» **Challenge**
Please list each username that posts in the straight pipes forum thread below, naming each one only once.

» **Document passage**
# straight pipes???



## DRFT_GTO (Sep 10, 2007)

ok the goat has a borla exhaust, it also has the LS1.... how ever it sounds kinda stock... not as loud as i would like it... i thought about cutting out the muffs and putting in straight pipes... how do you guys think it would sound? or should i replace it with so resonators


----------



## PEARL JAM (Sep 6, 2005)

I've heard of people doing both, but with the stock exhaust. There was a member here awhile ago that cut out his mufflers and left the resonators and was very pleased with the sound, but like I said, it was a stock exhaust.


----------



## DRFT_GTO (Sep 10, 2007)

yeah i might just give it a try and if it sounds ****ty put in some res.


----------



## Pennsylvania Goat (Jul 22, 2005)

PEARL JAM said:


> I've heard of people doing both, but with the stock exhaust. There was a member here awhile ago that cut out his mufflers and left the resonators and was very pleased with the sound, but like I said, it was a stock exhaust.


You might be talking about me. This was the best sounding vehicle I've ever had (even better than the vette.)

» **Record excerpts**
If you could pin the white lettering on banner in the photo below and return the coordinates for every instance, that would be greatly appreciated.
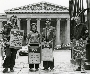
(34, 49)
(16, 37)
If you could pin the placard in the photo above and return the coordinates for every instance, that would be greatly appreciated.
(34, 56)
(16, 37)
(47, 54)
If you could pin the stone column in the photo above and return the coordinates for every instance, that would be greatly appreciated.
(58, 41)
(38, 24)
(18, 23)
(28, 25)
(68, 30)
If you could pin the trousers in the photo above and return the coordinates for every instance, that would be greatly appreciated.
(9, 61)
* * *
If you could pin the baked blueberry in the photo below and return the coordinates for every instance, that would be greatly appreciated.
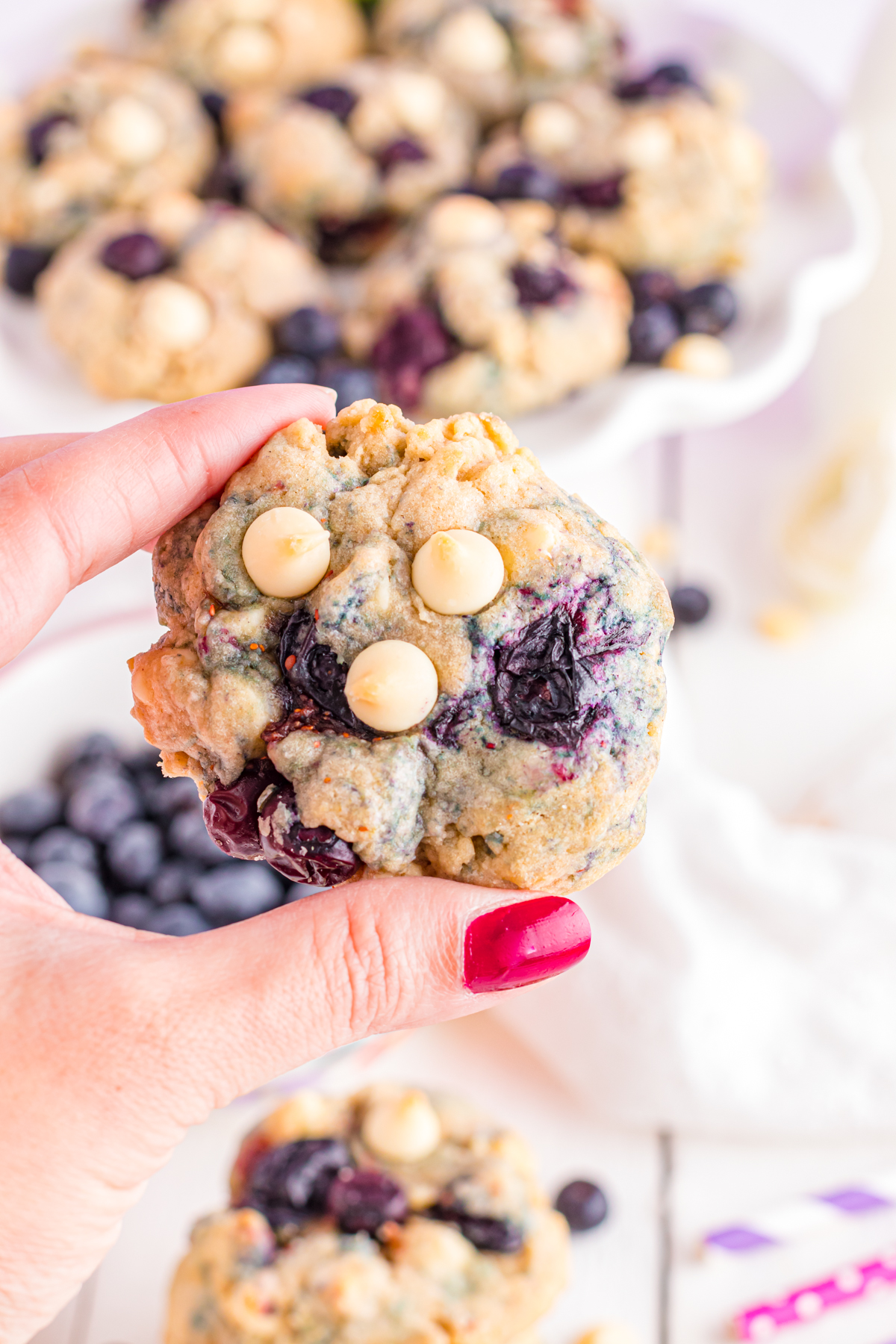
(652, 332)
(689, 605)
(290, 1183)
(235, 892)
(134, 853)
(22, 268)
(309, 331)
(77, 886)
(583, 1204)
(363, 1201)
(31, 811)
* * *
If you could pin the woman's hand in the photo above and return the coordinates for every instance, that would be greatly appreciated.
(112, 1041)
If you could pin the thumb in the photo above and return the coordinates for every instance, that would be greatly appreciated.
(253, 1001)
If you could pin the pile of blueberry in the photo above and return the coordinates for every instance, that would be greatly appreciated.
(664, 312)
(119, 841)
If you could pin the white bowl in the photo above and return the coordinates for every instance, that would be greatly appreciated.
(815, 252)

» **Exercise result**
DRFT_GTO, PEARL JAM, Pennsylvania Goat